*Exercise aim*. Can you lay out every line of the listing below as a numbered list, skipping blank lines and leaving the pictures out?

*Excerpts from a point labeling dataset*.
# # #

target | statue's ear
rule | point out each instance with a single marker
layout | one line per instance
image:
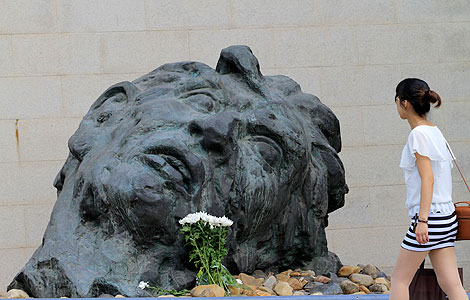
(127, 89)
(239, 59)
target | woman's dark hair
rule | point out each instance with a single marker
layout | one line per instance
(418, 93)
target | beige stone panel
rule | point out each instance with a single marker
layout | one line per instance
(36, 54)
(368, 245)
(81, 91)
(371, 207)
(351, 120)
(8, 148)
(28, 182)
(11, 261)
(307, 78)
(79, 53)
(103, 15)
(456, 118)
(30, 97)
(280, 47)
(12, 226)
(265, 13)
(54, 54)
(459, 190)
(354, 12)
(36, 220)
(206, 45)
(372, 165)
(316, 46)
(46, 139)
(430, 11)
(453, 41)
(6, 68)
(396, 44)
(449, 80)
(359, 85)
(27, 16)
(187, 14)
(383, 125)
(134, 52)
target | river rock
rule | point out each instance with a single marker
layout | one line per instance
(370, 270)
(378, 288)
(349, 287)
(296, 284)
(299, 293)
(363, 279)
(346, 271)
(282, 277)
(326, 289)
(267, 290)
(16, 294)
(105, 296)
(270, 282)
(235, 291)
(248, 280)
(262, 293)
(322, 279)
(364, 289)
(211, 290)
(259, 274)
(282, 288)
(382, 280)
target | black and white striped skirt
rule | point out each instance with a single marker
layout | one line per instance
(442, 229)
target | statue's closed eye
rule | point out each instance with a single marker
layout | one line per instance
(269, 150)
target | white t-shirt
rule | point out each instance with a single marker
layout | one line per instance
(428, 141)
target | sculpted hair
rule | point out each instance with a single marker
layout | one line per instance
(418, 93)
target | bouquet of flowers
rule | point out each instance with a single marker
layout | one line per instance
(206, 236)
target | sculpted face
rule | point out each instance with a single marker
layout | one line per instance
(185, 138)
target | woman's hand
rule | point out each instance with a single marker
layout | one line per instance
(422, 233)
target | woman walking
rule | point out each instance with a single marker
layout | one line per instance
(427, 164)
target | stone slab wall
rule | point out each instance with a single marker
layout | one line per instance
(57, 56)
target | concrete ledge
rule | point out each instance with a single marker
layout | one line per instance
(309, 297)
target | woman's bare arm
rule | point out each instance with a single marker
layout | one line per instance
(427, 180)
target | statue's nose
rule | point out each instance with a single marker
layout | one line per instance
(216, 132)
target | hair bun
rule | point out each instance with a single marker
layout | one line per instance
(432, 97)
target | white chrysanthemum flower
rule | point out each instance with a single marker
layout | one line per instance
(143, 285)
(226, 221)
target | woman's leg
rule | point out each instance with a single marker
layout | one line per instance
(444, 264)
(405, 268)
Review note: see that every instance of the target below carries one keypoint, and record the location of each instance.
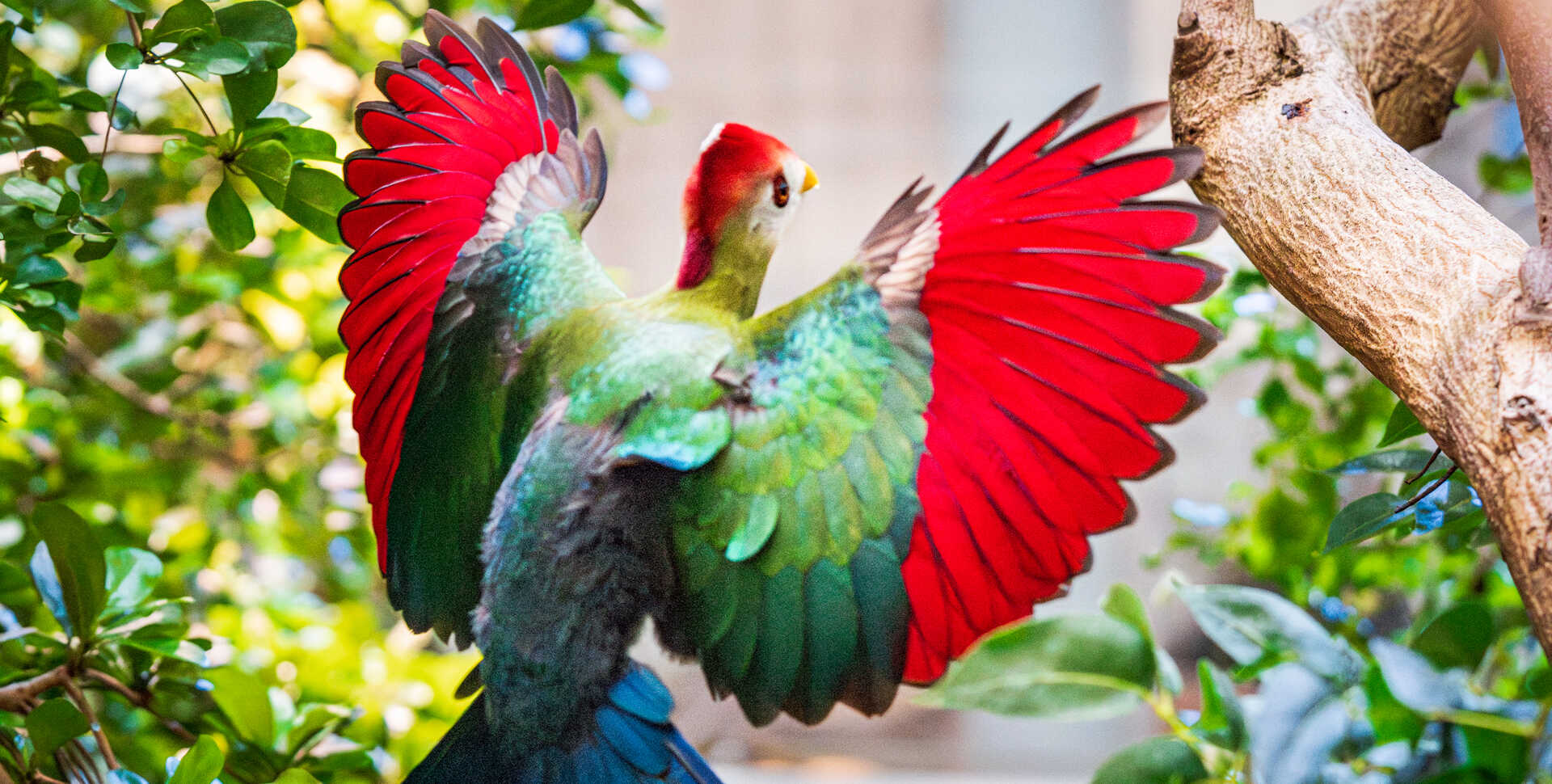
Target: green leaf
(1506, 175)
(1393, 462)
(229, 219)
(1400, 426)
(123, 57)
(1071, 666)
(641, 13)
(264, 28)
(86, 101)
(53, 724)
(269, 165)
(39, 269)
(32, 193)
(185, 16)
(246, 704)
(548, 13)
(61, 138)
(131, 576)
(222, 57)
(1124, 605)
(249, 95)
(1363, 519)
(92, 251)
(200, 764)
(1255, 626)
(1457, 637)
(314, 200)
(1153, 761)
(310, 143)
(92, 180)
(70, 563)
(1222, 719)
(297, 777)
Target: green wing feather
(525, 269)
(789, 542)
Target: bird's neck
(732, 271)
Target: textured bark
(1305, 131)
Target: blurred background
(197, 407)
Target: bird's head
(740, 195)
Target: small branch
(140, 699)
(1525, 32)
(1525, 27)
(126, 387)
(1304, 128)
(18, 698)
(1432, 458)
(1427, 491)
(134, 32)
(112, 109)
(187, 89)
(97, 727)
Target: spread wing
(930, 436)
(466, 239)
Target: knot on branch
(1222, 59)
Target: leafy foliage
(183, 550)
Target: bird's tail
(632, 743)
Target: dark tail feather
(632, 743)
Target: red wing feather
(1048, 301)
(457, 116)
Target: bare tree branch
(1304, 129)
(1525, 32)
(18, 698)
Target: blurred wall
(874, 94)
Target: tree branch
(1525, 30)
(18, 698)
(1304, 129)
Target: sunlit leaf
(123, 57)
(53, 724)
(263, 27)
(1366, 517)
(550, 13)
(314, 200)
(1255, 626)
(69, 566)
(1153, 761)
(200, 764)
(229, 217)
(246, 702)
(1071, 666)
(269, 165)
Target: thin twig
(1427, 491)
(134, 32)
(140, 699)
(126, 387)
(1432, 458)
(18, 698)
(112, 109)
(97, 727)
(187, 89)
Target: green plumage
(792, 440)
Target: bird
(816, 504)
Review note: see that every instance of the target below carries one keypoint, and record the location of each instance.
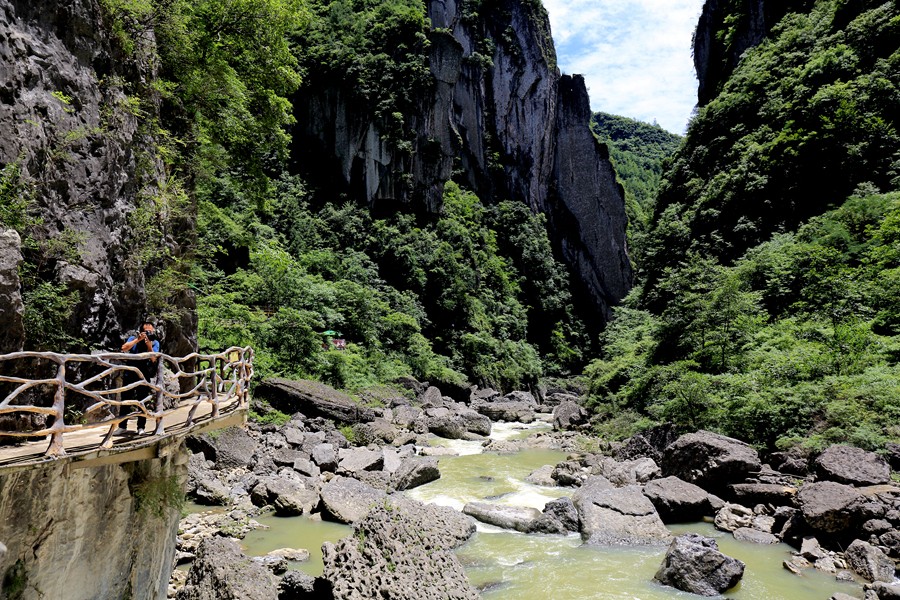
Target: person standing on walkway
(144, 341)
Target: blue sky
(635, 55)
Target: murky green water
(295, 532)
(514, 566)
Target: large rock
(676, 500)
(234, 448)
(869, 562)
(12, 310)
(611, 515)
(348, 500)
(694, 564)
(569, 415)
(313, 399)
(222, 572)
(709, 460)
(519, 518)
(402, 550)
(506, 411)
(854, 466)
(828, 506)
(415, 471)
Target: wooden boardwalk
(83, 447)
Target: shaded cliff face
(499, 119)
(69, 124)
(728, 28)
(96, 532)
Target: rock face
(12, 329)
(517, 128)
(612, 516)
(694, 564)
(402, 550)
(96, 532)
(313, 399)
(854, 466)
(222, 572)
(74, 148)
(714, 58)
(709, 460)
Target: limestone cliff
(500, 119)
(726, 30)
(72, 135)
(104, 532)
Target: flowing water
(513, 566)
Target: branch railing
(114, 388)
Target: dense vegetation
(638, 151)
(758, 318)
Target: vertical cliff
(91, 533)
(496, 117)
(727, 29)
(75, 147)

# # #

*Task answer*.
1. target | statue's ear
2. rule | point out each instance with a single marker
3. layout | one line per instance
4. image:
5. (127, 89)
6. (239, 59)
7. target | woman's dark hair
8. rule | point out each instance with a single marker
9. layout | one line per instance
10. (418, 93)
11. target | beige stone panel
12. rule | point out each instance with a single marker
13. layout | one line per instance
14. (36, 54)
15. (368, 245)
16. (81, 91)
17. (371, 207)
18. (351, 120)
19. (8, 148)
20. (28, 182)
21. (11, 261)
22. (307, 78)
23. (79, 53)
24. (103, 15)
25. (456, 118)
26. (30, 97)
27. (280, 47)
28. (12, 226)
29. (265, 13)
30. (54, 54)
31. (459, 190)
32. (354, 12)
33. (36, 220)
34. (206, 45)
35. (372, 165)
36. (316, 46)
37. (46, 139)
38. (430, 11)
39. (453, 41)
40. (6, 68)
41. (396, 44)
42. (449, 80)
43. (359, 85)
44. (27, 16)
45. (187, 14)
46. (383, 125)
47. (134, 52)
48. target | river rock
49. rule | point out each instance with a single marker
50. layout | one line per instance
51. (370, 270)
52. (378, 288)
53. (349, 287)
54. (296, 284)
55. (299, 293)
56. (363, 279)
57. (346, 271)
58. (282, 277)
59. (326, 289)
60. (267, 290)
61. (16, 294)
62. (105, 296)
63. (270, 282)
64. (235, 291)
65. (248, 280)
66. (262, 293)
67. (322, 279)
68. (364, 289)
69. (211, 290)
70. (259, 274)
71. (282, 288)
72. (382, 280)
73. target | black and white striped skirt
74. rule | point out each instance with a single marker
75. layout | one line per instance
76. (442, 229)
77. target | statue's closed eye
78. rule | point out each instance with a single marker
79. layout | one line per instance
80. (269, 150)
81. target | white t-shirt
82. rule | point out each instance with a single marker
83. layout | one line per instance
84. (428, 141)
85. target | sculpted hair
86. rule | point out each instance with a single marker
87. layout | one line per instance
88. (418, 93)
89. target | bouquet of flowers
90. rule | point out each instance with a single marker
91. layout | one line per instance
92. (206, 236)
93. target | sculpted face
94. rule | point out each instance with a single marker
95. layout | one line per instance
96. (185, 138)
97. target | woman's hand
98. rule | point out each instance with a single marker
99. layout | one line per instance
100. (422, 233)
101. target | woman walking
102. rule | point out each instance with a single marker
103. layout | one line per instance
104. (427, 164)
105. target | stone slab wall
106. rule | point out each instance with a single marker
107. layout | one line per instance
108. (57, 56)
109. target | concrete ledge
110. rule | point out each instance with a single marker
111. layout | one line per instance
112. (309, 297)
113. target | woman's bare arm
114. rule | point out each instance with a single marker
115. layout | one line per instance
116. (427, 180)
117. target | statue's nose
118. rule | point out each instance with a single marker
119. layout | one line per instance
120. (216, 132)
121. target | hair bun
122. rule | point out each instance with a single marker
123. layout | one line per instance
124. (432, 97)
125. target | white chrysanthemum flower
126. rule | point out each instance with a single marker
127. layout | one line per instance
128. (143, 285)
129. (226, 221)
130. target | woman's leg
131. rule | point out each instance with a single marker
132. layout | one line per instance
133. (444, 264)
134. (405, 268)
135. Review note: see that every instance of the target below carries one keypoint, and record the location of each instance.
136. Target: green leaf
137. (1506, 175)
138. (1393, 462)
139. (229, 219)
140. (1400, 426)
141. (123, 57)
142. (1071, 666)
143. (641, 13)
144. (264, 28)
145. (86, 101)
146. (53, 724)
147. (269, 165)
148. (39, 269)
149. (32, 193)
150. (185, 16)
151. (246, 704)
152. (548, 13)
153. (61, 138)
154. (131, 576)
155. (222, 57)
156. (1124, 605)
157. (249, 95)
158. (1363, 519)
159. (92, 251)
160. (200, 764)
161. (1255, 626)
162. (1457, 637)
163. (314, 200)
164. (1153, 761)
165. (310, 143)
166. (92, 180)
167. (70, 563)
168. (1222, 719)
169. (297, 777)
170. Target: green wing feather
171. (525, 269)
172. (789, 542)
173. Target: bird's neck
174. (732, 271)
175. Target: textured bark
176. (1305, 131)
177. Target: blurred background
178. (197, 407)
179. Target: bird's head
180. (740, 195)
181. Target: small branch
182. (140, 699)
183. (1525, 32)
184. (1525, 27)
185. (126, 387)
186. (1304, 128)
187. (18, 698)
188. (1432, 458)
189. (1427, 491)
190. (134, 32)
191. (112, 109)
192. (187, 89)
193. (97, 727)
194. Target: spread wing
195. (930, 436)
196. (466, 239)
197. Target: knot on branch
198. (1222, 59)
199. Target: leafy foliage
200. (183, 550)
201. Target: bird's tail
202. (632, 743)
203. Target: dark tail feather
204. (632, 743)
205. Target: red wing feather
206. (1048, 301)
207. (457, 116)
208. Target: bare tree branch
209. (1304, 129)
210. (1525, 32)
211. (18, 698)
212. Target: blurred wall
213. (874, 94)
214. Target: tree branch
215. (1525, 30)
216. (18, 698)
217. (1304, 129)
218. Target: sunlit leaf
219. (123, 57)
220. (53, 724)
221. (263, 27)
222. (1366, 517)
223. (550, 13)
224. (314, 200)
225. (1255, 626)
226. (69, 566)
227. (1153, 761)
228. (200, 764)
229. (229, 217)
230. (246, 702)
231. (1071, 666)
232. (269, 165)
233. Target: thin twig
234. (1427, 491)
235. (134, 32)
236. (140, 699)
237. (126, 387)
238. (1432, 458)
239. (18, 698)
240. (112, 109)
241. (97, 727)
242. (187, 89)
243. Target: green plumage
244. (792, 440)
245. Target: bird
246. (816, 504)
247. Review note: see that every instance of the target below carries one keypoint, and record the location of each instance.
248. Target: person standing on walkway
249. (144, 341)
250. Target: blue sky
251. (635, 55)
252. Target: murky green water
253. (295, 532)
254. (514, 566)
255. Target: large rock
256. (676, 500)
257. (234, 448)
258. (869, 562)
259. (12, 310)
260. (611, 515)
261. (348, 500)
262. (694, 564)
263. (569, 415)
264. (313, 399)
265. (222, 572)
266. (709, 460)
267. (519, 518)
268. (402, 550)
269. (506, 411)
270. (854, 466)
271. (828, 506)
272. (415, 471)
273. Target: wooden boardwalk
274. (83, 447)
275. Target: shaded cliff face
276. (499, 119)
277. (69, 124)
278. (728, 28)
279. (96, 532)
280. Target: rock face
281. (12, 329)
282. (517, 128)
283. (612, 516)
284. (694, 564)
285. (402, 550)
286. (96, 532)
287. (313, 399)
288. (854, 466)
289. (222, 572)
290. (74, 148)
291. (714, 58)
292. (709, 460)
293. Target: limestone cliff
294. (500, 119)
295. (726, 30)
296. (72, 135)
297. (104, 532)
298. Target: flowing water
299. (513, 566)
300. Target: branch railing
301. (114, 388)
302. Target: dense vegetation
303. (638, 151)
304. (758, 318)
305. Target: vertical cliff
306. (91, 533)
307. (496, 117)
308. (727, 29)
309. (75, 147)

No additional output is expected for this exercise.